Update the material below by replacing each "Target" with "Object", leaving everything else unchanged.

** Start of Source records **

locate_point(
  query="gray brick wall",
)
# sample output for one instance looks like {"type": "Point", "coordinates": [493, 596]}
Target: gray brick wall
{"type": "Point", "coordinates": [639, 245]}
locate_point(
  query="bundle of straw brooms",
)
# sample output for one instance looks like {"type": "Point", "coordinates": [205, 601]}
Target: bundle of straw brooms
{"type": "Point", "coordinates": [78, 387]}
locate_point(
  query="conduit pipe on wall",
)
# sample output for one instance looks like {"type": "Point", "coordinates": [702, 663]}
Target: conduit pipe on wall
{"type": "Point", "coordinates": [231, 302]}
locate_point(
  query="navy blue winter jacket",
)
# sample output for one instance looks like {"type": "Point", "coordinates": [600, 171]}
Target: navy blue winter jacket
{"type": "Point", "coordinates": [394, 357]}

** End of Source records **

### Solution below:
locate_point(
  query="gray brick wall",
)
# sample output for one instance looks like {"type": "Point", "coordinates": [493, 596]}
Object: gray brick wall
{"type": "Point", "coordinates": [639, 245]}
locate_point(
  query="bundle of straw brooms",
)
# sample output for one instance looks like {"type": "Point", "coordinates": [205, 601]}
Object: bundle of straw brooms
{"type": "Point", "coordinates": [78, 387]}
locate_point(
  query="conduit pipe on wall",
)
# sample output for one instance looks like {"type": "Point", "coordinates": [702, 663]}
Object: conduit pipe on wall
{"type": "Point", "coordinates": [231, 302]}
locate_point(
  query="navy blue winter jacket",
)
# sample output for one instance looks like {"type": "Point", "coordinates": [600, 171]}
Object: navy blue winter jacket
{"type": "Point", "coordinates": [394, 357]}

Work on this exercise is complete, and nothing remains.